Required action → The answer is a stretch of the material below, returned exactly: the line containing "Query: person in yellow swimsuit", the line containing "# expected shape, e.g. point(201, 564)", and all lines between.

Data records →
--

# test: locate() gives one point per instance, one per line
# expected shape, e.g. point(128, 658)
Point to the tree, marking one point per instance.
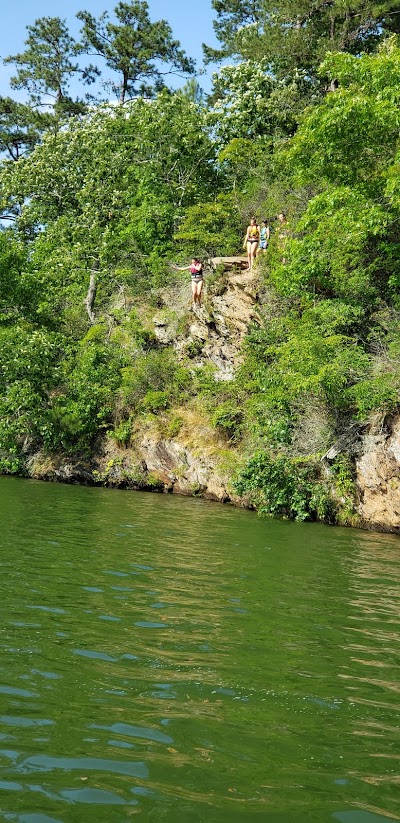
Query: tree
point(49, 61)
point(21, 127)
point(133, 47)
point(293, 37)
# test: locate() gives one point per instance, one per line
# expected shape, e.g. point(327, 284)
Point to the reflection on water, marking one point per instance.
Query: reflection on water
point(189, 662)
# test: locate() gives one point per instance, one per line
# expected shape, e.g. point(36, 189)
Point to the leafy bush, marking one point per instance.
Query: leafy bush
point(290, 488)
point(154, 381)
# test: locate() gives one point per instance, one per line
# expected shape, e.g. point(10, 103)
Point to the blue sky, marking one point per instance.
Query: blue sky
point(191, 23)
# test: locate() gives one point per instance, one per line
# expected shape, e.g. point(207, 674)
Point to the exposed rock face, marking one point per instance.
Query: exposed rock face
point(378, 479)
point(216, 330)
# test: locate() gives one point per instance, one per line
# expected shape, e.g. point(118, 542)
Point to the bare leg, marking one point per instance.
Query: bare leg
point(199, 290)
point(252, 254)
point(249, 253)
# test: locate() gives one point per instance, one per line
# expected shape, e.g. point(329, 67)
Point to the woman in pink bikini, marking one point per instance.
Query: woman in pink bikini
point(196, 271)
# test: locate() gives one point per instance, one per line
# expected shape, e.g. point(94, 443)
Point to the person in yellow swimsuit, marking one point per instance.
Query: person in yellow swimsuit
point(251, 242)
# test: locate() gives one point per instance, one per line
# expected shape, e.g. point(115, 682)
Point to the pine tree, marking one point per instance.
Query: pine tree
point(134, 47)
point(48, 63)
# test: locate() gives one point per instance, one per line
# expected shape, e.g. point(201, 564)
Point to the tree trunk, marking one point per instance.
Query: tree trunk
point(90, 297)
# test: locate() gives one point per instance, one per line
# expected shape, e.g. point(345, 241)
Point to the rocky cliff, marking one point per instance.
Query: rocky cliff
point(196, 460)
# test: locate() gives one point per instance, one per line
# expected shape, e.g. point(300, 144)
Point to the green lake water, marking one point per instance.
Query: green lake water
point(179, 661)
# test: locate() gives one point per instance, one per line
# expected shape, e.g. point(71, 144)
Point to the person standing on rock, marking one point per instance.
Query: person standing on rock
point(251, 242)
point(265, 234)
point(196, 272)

--

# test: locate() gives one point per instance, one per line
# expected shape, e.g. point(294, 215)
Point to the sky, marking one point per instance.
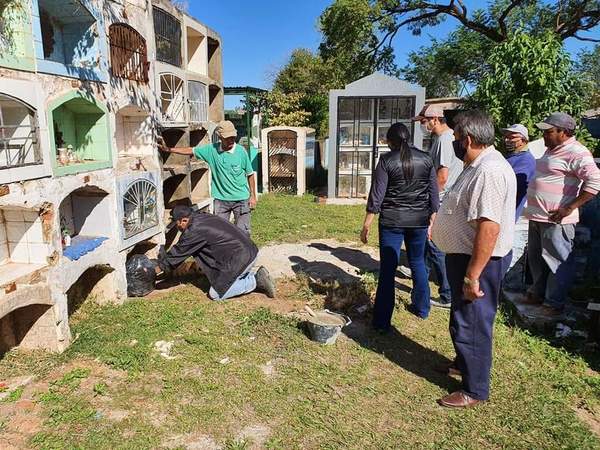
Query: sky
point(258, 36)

--

Your response →
Query: person in yellow swimsuit
point(251, 242)
# test: locate() gives one point per instance, one per line
# expected shape, e.g. point(115, 682)
Point to the pine tree, marking one point per instance.
Query: pine tree
point(134, 47)
point(48, 63)
# test: locate() gives one point per instance, one per line
# expected shape, e.g. point(201, 564)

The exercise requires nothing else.